Texto apresentado ->
====

O
filósofo Jean Baudrillard sobre o fotógrafo Sebastião Salgado (agradeço a Wanderson Lima, do Epigramas e Epitáfios, pelo texto):
Ele é admirável se quisermos, mas suscita o problema
do voyeurismo sociopolítico. A sua fotografia trata do humanismo da
miserabilidade. Tudo isso me provoca um problema quase moral que não tenho
vontade de resolver. É a foto-testemunho sobre a qual escrevi também algumas
páginas. E aqui igualmente é preciso voltar a Barthes, pois o testemunho é o
fim da fotografia. Ele inscreve uma idéia, uma verdade, ele não fotografa o que
é, mas o que não deveria ser. Isso é uma posição moral de denegação. Se esta é
uma foto moralizante, em relação à própria imagem ela é um contra-senso. Seria
preciso que a imagem pudesse estar lá por sua especificidade e não
curto-circuitada por uma idéia moralista, histórica… (BAUDRILLARD, Jean. Entrevista a Sheila Leirner. In República. São Paulo: D’Ávila
Comunicações, Abril, 1999.)
Sebastião
Salgado, apesar de toda a fama e prestígio, sempre foi alvo de críticas como a
que vemos acima, às vezes associadas à denúncia de uma autopromoção que
animaria, para além dos limites do bom-tom, o projeto de arte fotográfica do
ex-economista. Em outras palavras, o “voyeurismo sociopolítico” de que fala
Baudrillard se pavimenta sobre a distância intransponível entre a posição
social do fotógrafo-artista (assim como a do seu público: uma elite urbana
frequentadora de exposições e compradora dos caríssimos foto-livros) e a
posição social do objeto-assunto de seu trabalho (aquele outro, sempre pitoresco, sempre exótico, quase reificado enquanto
objeto de contemplação estética ou de “reflexão” política / antropológica /
sociológica: o sem-terra, o sem-teto, o garimpeiro, o nativo, o aborígene,
etc). Exótico = o que vem de fora.

====

Dados brutos ->
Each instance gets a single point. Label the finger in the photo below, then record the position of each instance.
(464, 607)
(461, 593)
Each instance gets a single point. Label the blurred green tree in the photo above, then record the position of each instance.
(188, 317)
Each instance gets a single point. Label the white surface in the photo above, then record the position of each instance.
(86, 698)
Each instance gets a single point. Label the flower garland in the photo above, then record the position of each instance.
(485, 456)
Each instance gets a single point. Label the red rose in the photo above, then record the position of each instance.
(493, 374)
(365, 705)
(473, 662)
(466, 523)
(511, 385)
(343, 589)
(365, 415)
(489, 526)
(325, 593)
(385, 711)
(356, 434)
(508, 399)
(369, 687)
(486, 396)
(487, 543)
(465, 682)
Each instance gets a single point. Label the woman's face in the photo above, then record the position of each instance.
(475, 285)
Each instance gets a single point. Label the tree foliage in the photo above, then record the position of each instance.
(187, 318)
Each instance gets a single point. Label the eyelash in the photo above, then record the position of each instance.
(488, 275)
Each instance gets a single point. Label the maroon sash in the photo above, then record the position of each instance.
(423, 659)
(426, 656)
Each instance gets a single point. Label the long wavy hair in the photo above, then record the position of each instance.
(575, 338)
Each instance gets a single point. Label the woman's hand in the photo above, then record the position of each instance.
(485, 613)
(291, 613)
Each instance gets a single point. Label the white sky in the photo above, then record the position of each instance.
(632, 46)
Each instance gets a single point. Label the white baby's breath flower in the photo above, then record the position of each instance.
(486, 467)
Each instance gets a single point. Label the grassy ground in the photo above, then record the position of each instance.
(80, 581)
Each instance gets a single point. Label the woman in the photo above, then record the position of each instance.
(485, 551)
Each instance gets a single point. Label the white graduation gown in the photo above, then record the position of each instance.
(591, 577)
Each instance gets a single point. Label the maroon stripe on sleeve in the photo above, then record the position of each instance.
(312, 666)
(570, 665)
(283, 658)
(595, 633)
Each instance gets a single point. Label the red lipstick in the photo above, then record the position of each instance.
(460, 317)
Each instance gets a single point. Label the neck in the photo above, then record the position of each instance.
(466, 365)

====

Tarefa proposta A -> Diga se cada afirmação concorda com o texto sobre Sebastião Salgado, respondendo sim ou não e citando entre aspas as palavras do texto que decidem. (i) Baudrillard afirma que o testemunho é o fim da fotografia. (ii) Antes de fotógrafo, Salgado foi economista. (iii) Para Baudrillard, a foto-testemunho fotografa o que é.
Tarefa proposta B -> Prolongue o texto sobre Sebastião Salgado a partir do ponto em que ele para.
As linhas não entram em nada disto.

Resposta da tarefa A ->
(i) Sim: "o testemunho é o fim da fotografia".
(ii) Sim: "o projeto de arte fotográfica do ex-economista".
(iii) Não: "ele não fotografa o que é, mas o que não deveria ser".

Resposta da tarefa B ->
Associe-se
isso aos procedimentos estilísticos de Salgado. Em primeiro lugar a estetização,
carregada e desprovida de qualquer sutileza, com que o fotógrafo trata o seu
ofício, o que leva os críticos a falarem na “cosmética da fome” (que também
atormenta o cinema brasileiro). O estetismo
de Salgado, além da possibilidade de ser por si só questionável, se
considerarmos tão-somente a “arte pela arte”, também não o seria sob o
princípio da adequação forma-conteúdo? O que será que Rodrigo S. M. (o narrador
fictício de “A Hora da Estrela”, de Clarice Lispector) teria a dizer a respeito
do método de Sebastião Salgado? Vejamos o que ele diz a respeito de sua própria
composição e, principalmente, da personagem retratada (a semi-miserável
Macabéa):
Assim
é que esta história será feita de palavras que se agrupam em frases e destas se
evola um sentido secreto que ultrapassa palavras e frases. É claro que, como
todo escritor, tenho a tentação de usar termos suculentos: conheço adjetivos
esplendorosos, carnudos substantivos e verbos tão esguios que atravessam agudos
o ar em vias de ação, já que palavra é ação, concordais? Mas não vou enfeitar a
palavra pois se eu tocar no pão da moça esse pão se tornará em ouro – e a jovem
(ela tem dezenove anos) e a jovem não poderia mordê-lo, morrendo de fome. Tenho
então que falar simples para captar a sua delicada e vaga existência.
(LISPECTOR, Clarice. A Hora da Estrela. Rio de Janeiro: Rocco, 1999. p.14-15.)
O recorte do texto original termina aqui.